*Problem details*. Each line of the records that includes "projector" should be found and copied.

*Exercise data*.

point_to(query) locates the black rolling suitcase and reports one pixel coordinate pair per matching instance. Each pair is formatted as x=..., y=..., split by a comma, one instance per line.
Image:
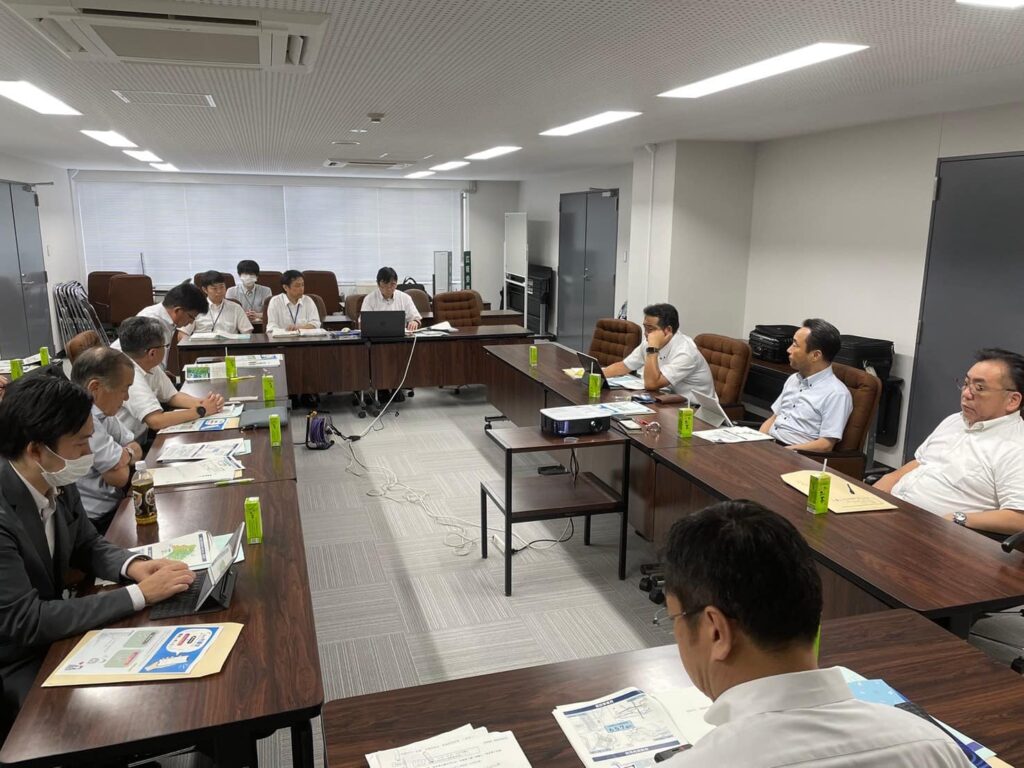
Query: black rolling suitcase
x=771, y=342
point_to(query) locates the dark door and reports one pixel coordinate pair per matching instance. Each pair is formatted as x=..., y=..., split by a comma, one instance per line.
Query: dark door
x=973, y=279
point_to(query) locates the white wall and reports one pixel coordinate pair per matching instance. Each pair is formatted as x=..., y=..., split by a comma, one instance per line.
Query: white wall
x=539, y=198
x=56, y=222
x=485, y=235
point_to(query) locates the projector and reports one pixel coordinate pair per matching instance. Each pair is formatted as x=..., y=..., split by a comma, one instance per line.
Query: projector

*Written response*.
point_to(query) locates the projector and reports one pixel coordinate pair per matching instance. Each pair is formatted as x=..., y=..., split by a comma, one instance per line.
Query: projector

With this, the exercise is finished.